Task directions
Rewrite every line of the listing below as a JSON array of strings, one string per line, omitting blank lines.

Records supplied
--------------------------------------------------

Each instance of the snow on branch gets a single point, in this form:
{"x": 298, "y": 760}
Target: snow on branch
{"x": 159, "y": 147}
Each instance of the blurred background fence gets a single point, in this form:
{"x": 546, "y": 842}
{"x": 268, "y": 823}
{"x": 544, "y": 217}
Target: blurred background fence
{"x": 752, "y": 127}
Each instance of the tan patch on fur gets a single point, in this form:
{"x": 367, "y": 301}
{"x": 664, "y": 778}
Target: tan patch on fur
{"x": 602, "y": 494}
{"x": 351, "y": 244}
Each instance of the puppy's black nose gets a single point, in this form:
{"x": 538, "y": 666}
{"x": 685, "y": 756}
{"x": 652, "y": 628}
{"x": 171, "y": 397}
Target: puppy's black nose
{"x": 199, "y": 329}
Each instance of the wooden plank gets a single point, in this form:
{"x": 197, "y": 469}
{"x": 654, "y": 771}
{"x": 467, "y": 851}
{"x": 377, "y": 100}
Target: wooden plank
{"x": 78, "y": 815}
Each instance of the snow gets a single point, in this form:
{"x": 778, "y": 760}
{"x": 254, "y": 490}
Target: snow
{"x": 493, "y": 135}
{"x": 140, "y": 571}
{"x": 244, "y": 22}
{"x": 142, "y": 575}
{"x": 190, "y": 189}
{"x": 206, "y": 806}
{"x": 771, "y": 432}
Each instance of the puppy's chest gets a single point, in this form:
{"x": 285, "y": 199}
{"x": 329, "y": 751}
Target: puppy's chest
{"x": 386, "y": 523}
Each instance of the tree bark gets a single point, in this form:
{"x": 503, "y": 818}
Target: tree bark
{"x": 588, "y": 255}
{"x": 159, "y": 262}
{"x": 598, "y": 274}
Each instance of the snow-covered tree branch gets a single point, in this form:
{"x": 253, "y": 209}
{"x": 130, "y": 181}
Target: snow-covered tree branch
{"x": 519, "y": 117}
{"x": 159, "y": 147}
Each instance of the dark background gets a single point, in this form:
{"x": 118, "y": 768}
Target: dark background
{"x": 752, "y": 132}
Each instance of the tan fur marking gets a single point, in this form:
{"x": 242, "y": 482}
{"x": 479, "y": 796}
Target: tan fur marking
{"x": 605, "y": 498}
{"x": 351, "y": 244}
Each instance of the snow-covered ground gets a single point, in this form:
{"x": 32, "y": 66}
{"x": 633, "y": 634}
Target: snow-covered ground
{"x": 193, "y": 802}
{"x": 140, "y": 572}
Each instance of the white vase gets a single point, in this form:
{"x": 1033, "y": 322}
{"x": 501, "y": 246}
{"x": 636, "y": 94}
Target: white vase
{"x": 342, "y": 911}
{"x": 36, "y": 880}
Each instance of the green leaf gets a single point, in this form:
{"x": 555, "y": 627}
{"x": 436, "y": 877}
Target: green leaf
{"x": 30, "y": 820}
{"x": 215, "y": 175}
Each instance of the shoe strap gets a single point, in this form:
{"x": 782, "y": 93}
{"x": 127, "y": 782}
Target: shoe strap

--------------------------------------------------

Response to this exercise
[
  "Each instance of the snow on branch gets a single point, in this form:",
  "{\"x\": 298, \"y\": 760}",
  "Target: snow on branch",
  "{\"x\": 159, \"y\": 147}",
  "Each instance of the blurred background fence gets a single point, in this form:",
  "{\"x\": 546, \"y\": 842}",
  "{\"x\": 268, \"y\": 823}",
  "{\"x\": 544, \"y\": 217}",
  "Target: blurred background fence",
  "{\"x\": 752, \"y\": 127}",
  "Each instance of the tan patch on fur gets a single point, in this form:",
  "{\"x\": 367, \"y\": 301}",
  "{\"x\": 664, \"y\": 778}",
  "Target: tan patch on fur",
  "{\"x\": 602, \"y\": 494}",
  "{\"x\": 351, \"y\": 244}",
  "Each instance of the puppy's black nose gets a single point, in this form:",
  "{\"x\": 538, \"y\": 666}",
  "{\"x\": 685, \"y\": 756}",
  "{\"x\": 652, \"y\": 628}",
  "{\"x\": 171, \"y\": 397}",
  "Target: puppy's black nose",
  "{\"x\": 199, \"y\": 329}",
  "Each instance of the wooden plank gets a single point, in this form:",
  "{\"x\": 197, \"y\": 469}",
  "{\"x\": 654, \"y\": 771}",
  "{\"x\": 467, \"y\": 851}",
  "{\"x\": 377, \"y\": 100}",
  "Target: wooden plank",
  "{\"x\": 78, \"y\": 815}",
  "Each instance of the snow gets a single point, in this form:",
  "{\"x\": 778, \"y\": 760}",
  "{\"x\": 254, \"y\": 490}",
  "Target: snow",
  "{\"x\": 493, \"y\": 135}",
  "{\"x\": 140, \"y\": 571}",
  "{\"x\": 244, \"y\": 22}",
  "{\"x\": 142, \"y\": 575}",
  "{\"x\": 190, \"y\": 189}",
  "{\"x\": 206, \"y\": 806}",
  "{\"x\": 771, \"y\": 432}",
  "Each instance of the puppy's chest gets a single point, in this form:",
  "{\"x\": 285, \"y\": 199}",
  "{\"x\": 329, \"y\": 751}",
  "Target: puppy's chest",
  "{\"x\": 386, \"y\": 523}",
  "Each instance of the tree bark gets a single point, in this form:",
  "{\"x\": 503, \"y\": 818}",
  "Target: tree bark",
  "{\"x\": 588, \"y\": 255}",
  "{\"x\": 159, \"y\": 262}",
  "{\"x\": 598, \"y\": 274}",
  "Each instance of the snow-covered tree branch gets a single point, in this form:",
  "{\"x\": 253, \"y\": 209}",
  "{\"x\": 130, \"y\": 181}",
  "Target: snow-covered tree branch",
  "{\"x\": 519, \"y\": 117}",
  "{\"x\": 159, \"y\": 147}",
  "Each instance of the dark background gets a single point, in this form:",
  "{\"x\": 118, \"y\": 768}",
  "Target: dark background",
  "{\"x\": 752, \"y\": 132}",
  "Each instance of the tan fur marking gets a single point, in this form:",
  "{\"x\": 242, \"y\": 482}",
  "{\"x\": 479, \"y\": 796}",
  "Target: tan fur marking",
  "{\"x\": 605, \"y\": 498}",
  "{\"x\": 351, \"y\": 244}",
  "Each instance of the snow-covered ground gets a single point, in this form:",
  "{\"x\": 32, \"y\": 66}",
  "{\"x\": 633, \"y\": 634}",
  "Target: snow-covered ground",
  "{\"x\": 193, \"y\": 802}",
  "{\"x\": 140, \"y\": 572}",
  "Each instance of the white vase gets a single point, in this form:",
  "{\"x\": 1033, \"y\": 322}",
  "{\"x\": 501, \"y\": 246}",
  "{\"x\": 636, \"y\": 94}",
  "Target: white vase",
  "{\"x\": 342, \"y\": 911}",
  "{\"x\": 36, \"y\": 880}",
  "Each instance of the green leaf gets a single point, in this form:",
  "{\"x\": 555, \"y\": 627}",
  "{\"x\": 436, \"y\": 877}",
  "Target: green leaf",
  "{\"x\": 30, \"y\": 820}",
  "{\"x\": 215, \"y\": 175}",
  "Each instance of the shoe strap gets a single point, in this form:",
  "{\"x\": 782, \"y\": 93}",
  "{\"x\": 127, \"y\": 782}",
  "Target: shoe strap"
]